EXERCISE OBJECTIVE | Beginning with the line that holds "of the sunlit", set down each line of the data below through the very last, exactly as given, and nothing beyond that.

--- Start of EXCERPTED RECORDS ---

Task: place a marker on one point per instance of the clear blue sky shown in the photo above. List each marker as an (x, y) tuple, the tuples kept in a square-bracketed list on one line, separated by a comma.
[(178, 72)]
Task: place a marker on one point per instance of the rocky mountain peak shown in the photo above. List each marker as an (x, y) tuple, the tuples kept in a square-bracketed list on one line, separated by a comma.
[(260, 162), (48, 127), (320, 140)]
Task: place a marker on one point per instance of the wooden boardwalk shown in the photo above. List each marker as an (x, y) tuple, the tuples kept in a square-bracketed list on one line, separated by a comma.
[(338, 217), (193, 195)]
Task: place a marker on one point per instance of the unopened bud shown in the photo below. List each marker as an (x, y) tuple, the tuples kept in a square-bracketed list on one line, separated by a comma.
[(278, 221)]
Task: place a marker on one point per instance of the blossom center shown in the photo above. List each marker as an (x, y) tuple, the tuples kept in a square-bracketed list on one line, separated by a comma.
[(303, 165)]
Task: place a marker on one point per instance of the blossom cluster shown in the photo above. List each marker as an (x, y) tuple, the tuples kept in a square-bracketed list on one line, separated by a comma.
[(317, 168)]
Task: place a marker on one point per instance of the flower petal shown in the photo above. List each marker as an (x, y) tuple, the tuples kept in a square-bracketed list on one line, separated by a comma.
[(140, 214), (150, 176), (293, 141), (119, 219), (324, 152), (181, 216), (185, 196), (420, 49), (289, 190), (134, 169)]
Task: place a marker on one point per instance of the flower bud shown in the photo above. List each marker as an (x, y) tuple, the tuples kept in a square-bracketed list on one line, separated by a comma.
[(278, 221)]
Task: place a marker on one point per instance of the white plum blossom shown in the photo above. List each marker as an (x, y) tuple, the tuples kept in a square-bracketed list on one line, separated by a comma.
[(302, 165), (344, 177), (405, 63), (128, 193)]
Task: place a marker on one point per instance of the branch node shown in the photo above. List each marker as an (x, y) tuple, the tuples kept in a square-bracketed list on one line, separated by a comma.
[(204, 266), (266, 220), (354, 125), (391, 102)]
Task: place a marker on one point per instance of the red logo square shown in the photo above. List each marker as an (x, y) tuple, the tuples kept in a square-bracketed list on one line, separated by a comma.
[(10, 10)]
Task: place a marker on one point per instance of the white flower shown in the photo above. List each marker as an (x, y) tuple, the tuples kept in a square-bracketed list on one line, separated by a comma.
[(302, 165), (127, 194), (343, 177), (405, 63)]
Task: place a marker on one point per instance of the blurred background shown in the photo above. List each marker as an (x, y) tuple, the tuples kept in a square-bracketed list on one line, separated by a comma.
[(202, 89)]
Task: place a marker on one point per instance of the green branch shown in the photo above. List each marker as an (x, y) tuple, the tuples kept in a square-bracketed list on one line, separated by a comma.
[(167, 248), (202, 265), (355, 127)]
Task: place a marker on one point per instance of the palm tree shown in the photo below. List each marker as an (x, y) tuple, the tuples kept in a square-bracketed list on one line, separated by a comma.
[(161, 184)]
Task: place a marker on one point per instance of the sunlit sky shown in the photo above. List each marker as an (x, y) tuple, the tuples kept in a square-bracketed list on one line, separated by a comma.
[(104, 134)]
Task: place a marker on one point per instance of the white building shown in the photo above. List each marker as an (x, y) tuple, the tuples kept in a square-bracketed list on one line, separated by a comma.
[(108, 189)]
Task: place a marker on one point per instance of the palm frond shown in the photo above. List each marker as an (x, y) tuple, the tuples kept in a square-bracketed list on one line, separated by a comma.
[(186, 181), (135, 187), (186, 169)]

--- End of EXCERPTED RECORDS ---

EXERCISE RESPONSE |
Task: place a marker on one point per instance of the sunlit sky shown in the photo above. List each marker as an (x, y) tuple, the tuples kept in a square-bracketed list on one line, separated by a comma.
[(104, 134)]
Task: place a marker on one point per instance of the white building shown in the photo above. List each marker as an (x, y) tuple, the tuples kept in a square-bracketed list on one line, separated by a comma.
[(108, 189)]
Task: place a marker on one point per instance of the palm frond shown in the photo above. List each marker as an (x, y) tuple, the tuples kept in a square-bracketed list on one line, separated by a comma.
[(186, 181), (135, 187), (186, 169)]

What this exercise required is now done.